■ **Supplied text**:
───

The Batman / Judge Dredd Files
The Batman / Judge Dredd Files
by John Wagner
Edition: Paperback

8 of 11 people found the following review helpful
4.0 out of 5 stars this is a review, 11 Dec 2004
As the first book of 2000 AD material licensed under DC Comics, The Batman/Judge Dredd Files is perhaps an obvious choice to introduce Dredd to an American audience, both by virtue of being tied into a familiar joint lead (face it, Batman is omnipresent) and featuring fully painted art the whole way through, marketing-wise it makes sense to offer these stories before delving into the old black and white stuff from the late 70's. That the stories are mostly quite good doesn't hurt, either.
The book is split into three parts;
1. Judgement Over Gotham
The first crossover- Batman is accidentally warped to Mega City One following an attack upon Gotham by Judge Death, who with the aid of The Scarecrow sets about bringing justice to Gotham (by killing everyone). Meanwhile, Batman is apprehended and sentenced by Dredd, but escapes back to Gotham with the help of PSI-Judge Anderson- but with both Dredd and the Mean Machine on the trail, can Death be stopped? With art by Simon Bisley (Slaine, Melting Pot, Lobo), an excellent dichtomy between the characters (Dredd and Batman are at once both similar and very different), and some very funny dialogue, this surely ranks as one of the most successful crossovers on record.
2. The Ultimate Riddle
The Riddler uses undisclosed methods to trap Batman in an inter-dimensional game of cat-and-mouse with seven of the multiverse's most powerful warriors- one of whom is Dredd. It soon becomes Dredd and Batman versus the other warriors, as Dredd refuses to kill an innocent man, and the two are forced to team up to stop the other warriors.
Frankly, it doesn't make that much sense, and mostly revolves around showing off what badasses the other warriors are. It's easily the weakest offering here, though I did like the designs for Yanok the Barbarian and Mekarnos.
3. Die Laughing
The Joker uses Judge Death's dimension jump belt to warp himself over to Mega City One, where he sets about freeing the Dark Judges from containment, joining them as Judge Joker and helping them infiltrate an isolationist hedonist colony. Art by Glenn Fabry (best known for painting covers for comics by Garth Ennis) and Jim Murray, this is a good crossover (and the longest in the book at two issues), but lacks the hate/hate dynamic between Dredd and Batman the first one had, and Joker doesn't really do much once he releases the Dark Judges- although the idea of partial dimension jumping is an interesting one. Credit must be given to Jim Murray- though he is not as well known as Fabry, his cartoony art is well suited to the interior of the Megasphere.

───

■ **Entries supplied**:
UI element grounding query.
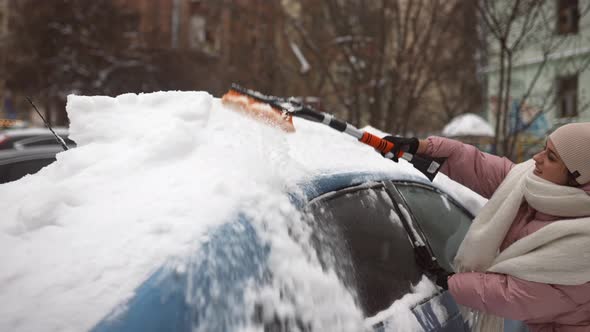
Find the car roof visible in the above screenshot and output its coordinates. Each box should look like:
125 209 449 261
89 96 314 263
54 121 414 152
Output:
0 145 63 165
0 127 69 137
298 171 431 200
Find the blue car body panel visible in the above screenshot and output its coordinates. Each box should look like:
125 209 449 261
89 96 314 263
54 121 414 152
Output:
92 216 269 332
92 173 465 332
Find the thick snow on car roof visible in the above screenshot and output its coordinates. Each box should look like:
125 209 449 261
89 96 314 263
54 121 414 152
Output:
0 91 486 331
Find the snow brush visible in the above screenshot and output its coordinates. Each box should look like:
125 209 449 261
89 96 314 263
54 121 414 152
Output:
221 84 441 181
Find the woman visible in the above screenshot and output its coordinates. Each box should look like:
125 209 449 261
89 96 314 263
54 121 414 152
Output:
387 123 590 332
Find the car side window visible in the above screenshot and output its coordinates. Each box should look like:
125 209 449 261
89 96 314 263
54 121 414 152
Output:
0 158 55 183
309 187 422 316
396 183 472 271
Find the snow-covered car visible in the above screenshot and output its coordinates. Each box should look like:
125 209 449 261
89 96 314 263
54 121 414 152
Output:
0 92 500 332
0 127 74 150
94 173 472 331
0 146 63 184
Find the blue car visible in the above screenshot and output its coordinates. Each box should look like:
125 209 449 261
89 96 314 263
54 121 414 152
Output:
93 169 486 332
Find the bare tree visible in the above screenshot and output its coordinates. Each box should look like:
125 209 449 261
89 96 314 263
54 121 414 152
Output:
2 0 213 124
282 0 480 134
477 0 590 158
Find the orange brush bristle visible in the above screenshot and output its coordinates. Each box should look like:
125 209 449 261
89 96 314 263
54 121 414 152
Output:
221 90 295 133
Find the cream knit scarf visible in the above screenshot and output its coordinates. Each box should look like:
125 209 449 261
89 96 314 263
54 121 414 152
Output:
455 160 590 332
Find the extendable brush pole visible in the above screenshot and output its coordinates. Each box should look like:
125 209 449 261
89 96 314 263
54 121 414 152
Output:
224 84 441 181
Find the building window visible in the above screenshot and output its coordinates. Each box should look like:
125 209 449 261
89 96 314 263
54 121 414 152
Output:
557 74 578 118
557 0 580 35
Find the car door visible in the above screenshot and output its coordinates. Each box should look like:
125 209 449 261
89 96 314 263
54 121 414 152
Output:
309 183 464 331
395 182 528 332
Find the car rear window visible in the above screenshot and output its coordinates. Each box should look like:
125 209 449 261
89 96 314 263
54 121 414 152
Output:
396 184 472 271
310 187 421 316
0 158 55 183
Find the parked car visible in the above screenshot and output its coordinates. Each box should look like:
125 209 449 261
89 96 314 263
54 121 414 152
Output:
93 169 473 332
0 146 63 184
0 127 74 150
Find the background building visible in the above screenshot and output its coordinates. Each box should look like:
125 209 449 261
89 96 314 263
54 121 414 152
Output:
484 0 590 160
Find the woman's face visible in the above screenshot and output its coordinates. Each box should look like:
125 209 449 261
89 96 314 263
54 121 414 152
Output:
533 139 568 185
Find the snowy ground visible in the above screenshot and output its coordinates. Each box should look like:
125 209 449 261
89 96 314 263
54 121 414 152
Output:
0 92 483 331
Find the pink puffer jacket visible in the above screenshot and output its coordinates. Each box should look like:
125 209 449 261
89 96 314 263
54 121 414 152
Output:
426 137 590 332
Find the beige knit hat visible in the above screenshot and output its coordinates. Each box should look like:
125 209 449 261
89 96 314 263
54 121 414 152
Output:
549 122 590 185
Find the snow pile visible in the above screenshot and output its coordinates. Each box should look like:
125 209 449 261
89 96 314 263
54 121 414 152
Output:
442 113 494 137
0 92 486 331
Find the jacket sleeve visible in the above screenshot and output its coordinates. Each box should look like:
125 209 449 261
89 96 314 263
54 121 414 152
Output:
448 272 577 321
425 136 514 198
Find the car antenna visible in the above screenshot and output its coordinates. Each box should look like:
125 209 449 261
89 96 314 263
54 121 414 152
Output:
25 97 68 151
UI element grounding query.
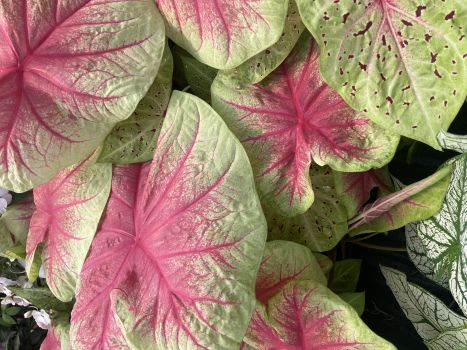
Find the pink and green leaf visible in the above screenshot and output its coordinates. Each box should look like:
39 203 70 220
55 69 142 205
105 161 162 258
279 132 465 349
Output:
219 0 305 84
156 0 287 69
71 91 266 349
0 0 165 192
212 35 398 216
333 168 394 218
349 165 452 236
0 195 35 246
256 241 327 305
265 164 348 252
26 154 112 301
243 242 394 350
40 314 71 350
297 0 467 149
99 44 173 164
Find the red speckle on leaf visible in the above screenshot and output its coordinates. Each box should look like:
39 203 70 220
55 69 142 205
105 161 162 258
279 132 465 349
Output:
225 39 369 202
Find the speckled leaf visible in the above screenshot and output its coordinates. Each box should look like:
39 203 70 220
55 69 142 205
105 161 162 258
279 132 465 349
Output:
328 259 362 294
333 168 394 218
349 166 451 236
242 241 394 350
99 44 173 164
381 267 467 350
212 34 398 216
219 0 305 84
265 165 348 252
256 241 327 304
174 46 218 103
156 0 287 69
297 0 467 149
71 91 266 350
0 0 165 192
414 154 467 314
26 154 112 301
405 222 449 288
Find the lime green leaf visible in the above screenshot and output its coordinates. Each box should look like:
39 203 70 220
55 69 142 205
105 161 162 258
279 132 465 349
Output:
265 165 348 252
26 151 112 301
219 0 305 84
297 0 467 149
156 0 287 69
99 44 173 163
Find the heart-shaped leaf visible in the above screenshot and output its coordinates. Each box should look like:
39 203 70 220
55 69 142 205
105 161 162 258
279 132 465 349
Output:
156 0 287 69
71 91 266 349
26 154 112 301
243 241 394 350
333 168 394 218
0 0 165 192
219 0 305 84
297 0 467 149
381 266 467 350
265 164 348 252
412 154 467 314
212 35 398 216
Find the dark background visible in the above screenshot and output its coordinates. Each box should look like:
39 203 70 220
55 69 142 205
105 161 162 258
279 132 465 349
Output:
345 104 467 350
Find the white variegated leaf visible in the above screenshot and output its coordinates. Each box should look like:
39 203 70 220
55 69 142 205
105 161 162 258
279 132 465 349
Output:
414 154 467 314
381 266 467 350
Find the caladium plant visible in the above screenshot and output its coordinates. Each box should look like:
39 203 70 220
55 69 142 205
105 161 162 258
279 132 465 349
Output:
156 0 287 69
0 0 467 350
26 152 112 301
381 267 467 350
0 0 165 191
407 154 467 313
71 91 266 349
212 34 398 216
243 241 394 349
297 0 467 149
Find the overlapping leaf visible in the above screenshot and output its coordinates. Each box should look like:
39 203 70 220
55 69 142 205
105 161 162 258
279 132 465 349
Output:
219 0 305 84
412 155 467 313
333 168 394 218
26 154 112 301
349 166 451 235
265 164 348 252
0 0 165 192
381 267 467 350
156 0 287 69
71 92 266 349
99 44 173 164
212 35 398 216
244 242 394 350
298 0 467 149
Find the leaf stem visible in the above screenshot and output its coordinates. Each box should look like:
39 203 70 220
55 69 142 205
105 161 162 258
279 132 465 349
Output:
349 241 407 252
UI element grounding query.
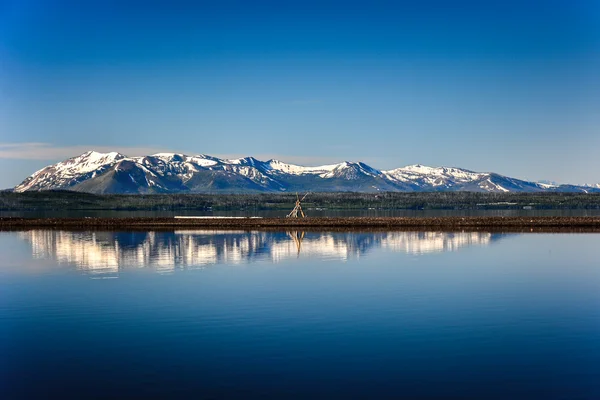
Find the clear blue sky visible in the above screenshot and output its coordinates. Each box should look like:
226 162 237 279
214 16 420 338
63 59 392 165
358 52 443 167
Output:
0 0 600 187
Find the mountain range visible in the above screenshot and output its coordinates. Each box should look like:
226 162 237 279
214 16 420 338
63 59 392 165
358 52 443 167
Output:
14 151 600 194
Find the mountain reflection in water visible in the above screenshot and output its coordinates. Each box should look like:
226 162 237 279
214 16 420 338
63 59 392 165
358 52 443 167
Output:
19 230 503 273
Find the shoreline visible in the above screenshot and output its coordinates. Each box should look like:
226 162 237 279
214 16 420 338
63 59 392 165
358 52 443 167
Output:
0 217 600 232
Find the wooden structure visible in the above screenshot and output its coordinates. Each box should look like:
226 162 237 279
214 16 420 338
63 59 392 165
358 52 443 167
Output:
286 193 308 218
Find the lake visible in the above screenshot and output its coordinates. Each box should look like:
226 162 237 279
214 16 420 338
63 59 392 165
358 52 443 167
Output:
0 230 600 399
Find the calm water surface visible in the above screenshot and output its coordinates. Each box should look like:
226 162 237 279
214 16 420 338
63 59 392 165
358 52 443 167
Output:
0 230 600 399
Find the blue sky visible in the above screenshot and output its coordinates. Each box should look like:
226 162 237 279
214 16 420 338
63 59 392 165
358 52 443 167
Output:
0 0 600 187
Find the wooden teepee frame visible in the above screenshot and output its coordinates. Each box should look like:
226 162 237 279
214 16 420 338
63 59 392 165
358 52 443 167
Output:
286 193 308 218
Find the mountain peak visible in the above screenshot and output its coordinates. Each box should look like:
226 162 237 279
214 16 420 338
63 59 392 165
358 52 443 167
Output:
15 150 600 193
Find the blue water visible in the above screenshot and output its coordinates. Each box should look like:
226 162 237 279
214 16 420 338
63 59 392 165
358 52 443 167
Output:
0 231 600 399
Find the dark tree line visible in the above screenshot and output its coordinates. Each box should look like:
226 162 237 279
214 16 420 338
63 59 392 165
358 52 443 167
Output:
0 191 600 211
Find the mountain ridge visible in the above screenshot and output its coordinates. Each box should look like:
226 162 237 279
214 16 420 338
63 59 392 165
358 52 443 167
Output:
14 151 600 194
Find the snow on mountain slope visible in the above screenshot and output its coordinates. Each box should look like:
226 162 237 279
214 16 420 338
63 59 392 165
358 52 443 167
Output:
383 164 489 188
15 151 125 192
15 151 600 193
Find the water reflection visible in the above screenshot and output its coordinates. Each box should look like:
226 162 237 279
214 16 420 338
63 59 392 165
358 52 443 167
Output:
19 230 503 274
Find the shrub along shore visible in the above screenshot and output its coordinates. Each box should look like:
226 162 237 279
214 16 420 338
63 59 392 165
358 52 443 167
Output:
0 217 600 232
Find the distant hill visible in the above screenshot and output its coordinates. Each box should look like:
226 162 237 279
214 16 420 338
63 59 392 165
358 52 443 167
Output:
14 151 600 194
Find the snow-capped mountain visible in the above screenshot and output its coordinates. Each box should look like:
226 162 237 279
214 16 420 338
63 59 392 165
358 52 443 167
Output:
14 151 600 193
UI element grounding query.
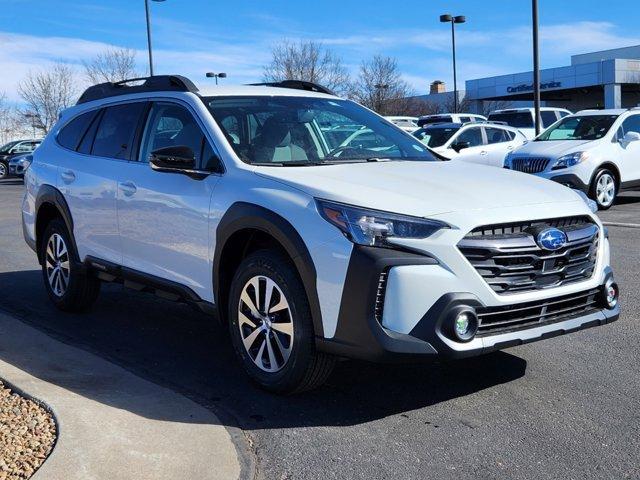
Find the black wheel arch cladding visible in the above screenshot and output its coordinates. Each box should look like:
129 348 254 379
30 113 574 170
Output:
213 202 324 337
35 185 77 262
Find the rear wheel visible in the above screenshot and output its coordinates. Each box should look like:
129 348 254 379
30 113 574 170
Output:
229 250 335 393
589 168 618 210
40 218 100 312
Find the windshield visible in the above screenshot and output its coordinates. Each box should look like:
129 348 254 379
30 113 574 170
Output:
536 115 618 142
413 127 460 148
204 96 435 166
488 111 533 128
0 141 19 153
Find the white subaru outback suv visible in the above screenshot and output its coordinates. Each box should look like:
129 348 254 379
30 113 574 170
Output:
22 76 619 392
504 108 640 210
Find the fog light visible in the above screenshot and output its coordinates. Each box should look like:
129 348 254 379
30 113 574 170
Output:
453 310 478 342
604 279 620 310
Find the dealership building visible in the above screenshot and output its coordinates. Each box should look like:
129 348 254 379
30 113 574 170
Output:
412 45 640 113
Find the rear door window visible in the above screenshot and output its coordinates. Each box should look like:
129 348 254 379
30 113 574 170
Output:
484 127 511 144
540 111 558 128
91 102 147 160
454 127 484 147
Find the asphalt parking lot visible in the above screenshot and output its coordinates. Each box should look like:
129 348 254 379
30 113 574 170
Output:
0 180 640 480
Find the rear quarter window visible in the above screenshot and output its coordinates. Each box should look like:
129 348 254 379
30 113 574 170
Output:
58 111 97 150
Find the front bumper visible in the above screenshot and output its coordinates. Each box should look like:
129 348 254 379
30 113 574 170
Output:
317 247 620 362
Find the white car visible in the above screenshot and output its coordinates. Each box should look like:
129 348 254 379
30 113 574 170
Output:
505 108 640 209
418 113 487 127
22 76 619 392
384 116 418 133
488 107 571 140
413 122 527 168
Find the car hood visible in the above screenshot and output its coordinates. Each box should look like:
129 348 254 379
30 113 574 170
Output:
255 161 582 216
513 140 593 158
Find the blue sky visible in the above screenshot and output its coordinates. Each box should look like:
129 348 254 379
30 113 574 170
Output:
0 0 640 99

───

■ **What to work on**:
a. In the comic book review above, translate this sentence into Spanish: "That the stories are mostly quite good doesn't hurt, either."
b. According to the comic book review, who did the art for "Judgement Over Gotham"?
c. Continue the comic book review from where it stops.

■ **Answer section**:
a. Que las historias sean en su mayoría bastante buenas tampoco viene mal.

b. Simon Bisley.

c.
So, five stars for the first and third stories, and two for the second- I give this an average of four stars.


Sparks Urban Fairy Tales: An Urban Fairy Tale
Sparks Urban Fairy Tales: An Urban Fairy Tale
by Lawrence Marvit
Edition: Paperback

2 of 4 people found the following review helpful
5.0 out of 5 stars Sparks: An Urban Fairytale, 25 Aug 2004
Jo is a technically brilliant but near-asocial auto mechanic whose life is dominated by her father and personal isolation. One day, just for fun, she assembles a man out of old car pieces, then forgets about it- until he comes to life and follows her home. Named Galahad by the boy next door, he knows nothing of the world and it is up to Jo to teach him- but this education goes both ways as Jo realises more of her identity through his questioning and actions. Does this knight in shining armour have what it takes to help Jo out of the rut she's in?
The overall effect of the book is that of a coil being more and more tightly wound- while reading, you won't realise how tense the story is getting until the floodgates open in the final chapter. The story deals with bereavement, domestic violence and suicide, but also has plenty of lighter moments so it's not just a constant dirge.
If you like the other comic books Slave Labor Graphics put out, you'll probably enjoy Sparks. The price may be steep, but it's a thick book, and very good despite being a pretty much unknown quantity.